=== Goal 1 ===
From the listing, copy word for word the part that opens with the line containing "Target: green leaf" and closes with the line containing "Target: white impatiens flower".

In an exclusive AgroSpectrum interview, Dr. K.C. Nehara, Addl. Manager, Demand Generation and Market Development at Shriram Farm Solutions, outlines how climate volatility and fertiliser shortages are accelerating India’s shift toward climate-resilient seeds and adaptive crop nutrition. He highlights that DCM Shriram’s Super-series cultivars—Shriram Super 303, Super 111, Super 252, and Super 272—along with advanced nutrition solutions like Shriram Suryamin, are engineered to counter heat stress, water scarcity, and declining soil vitality. Despite supply chain disruptions, proactive strategies such as advance fertiliser booking and anti-adulteration awareness are helping farmers secure reliable, high-quality inputs.

Dr. Nehara emphasises that scientific extension—through 700 agronomists, on-field demonstrations, and stringent benchmarking—remains the backbone of adoption, often transforming farmer profitability simply through better seed choices. Looking ahead, he asserts that India’s next agricultural decade will be shaped by biostimulants, gene-edited seeds, and climate-smart agronomy, positioning innovation-led companies like DCM Shriram at the centre of this transition.

=== Data provided ===
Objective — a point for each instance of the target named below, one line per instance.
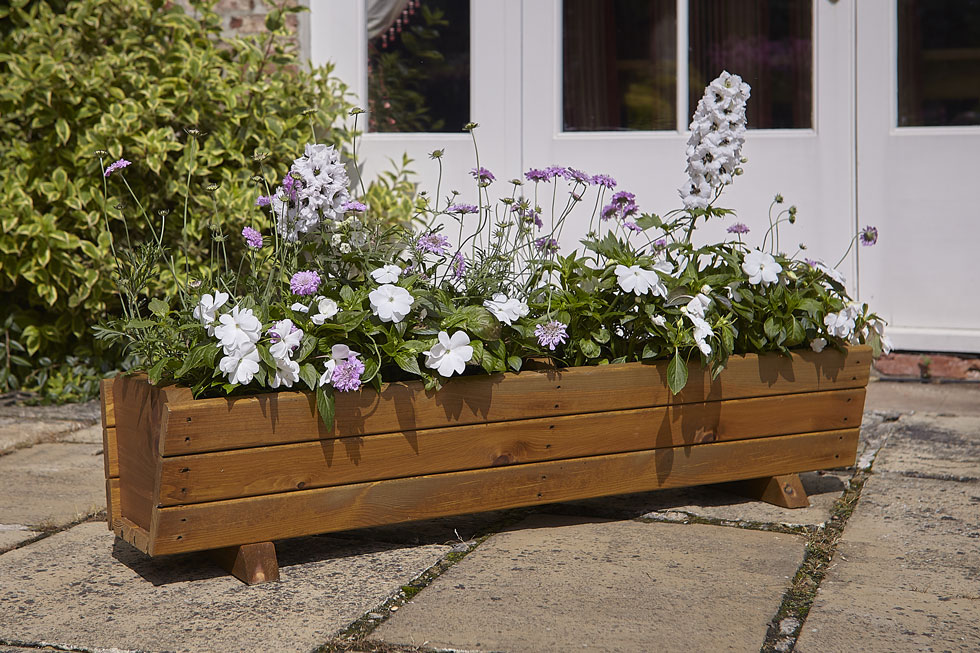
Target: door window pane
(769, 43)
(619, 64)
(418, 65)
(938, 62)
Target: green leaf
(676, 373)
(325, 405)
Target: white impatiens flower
==
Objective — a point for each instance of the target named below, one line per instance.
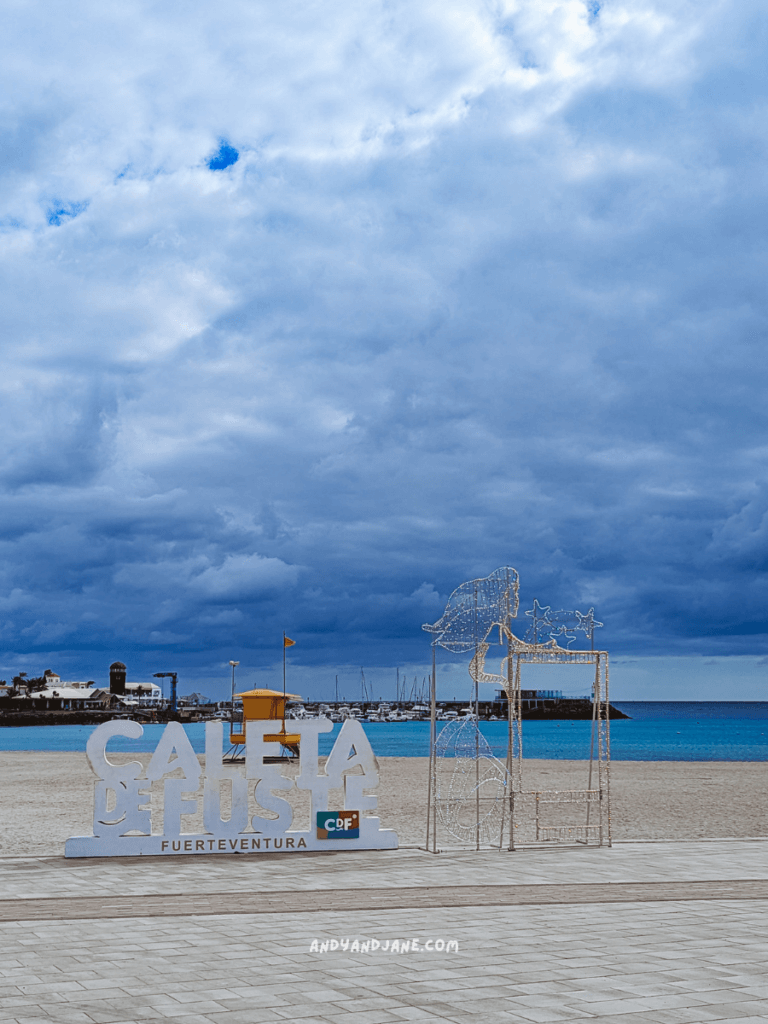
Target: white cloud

=== Goal 2 ===
Write the next part of the interview on climate-resilient seeds and crop nutrition, picking up after its last sentence.

=== Exercise output 1 ===
Target: green leaf
(676, 373)
(325, 405)
Target: white impatiens flower

=== Exercise output 2 ===
Climate change and input shortages are reshaping Indian agriculture. How is DCM Shriram responding to these challenges?

Climate change has become the defining agronomic disruptor, altering sowing patterns, compressing crop windows, and depressing yields—most visibly in wheat, where extreme heat has already triggered up to a 9 percent productivity decline. At the same time, the global fertiliser imbalance has intensified the pressure on nutrient availability.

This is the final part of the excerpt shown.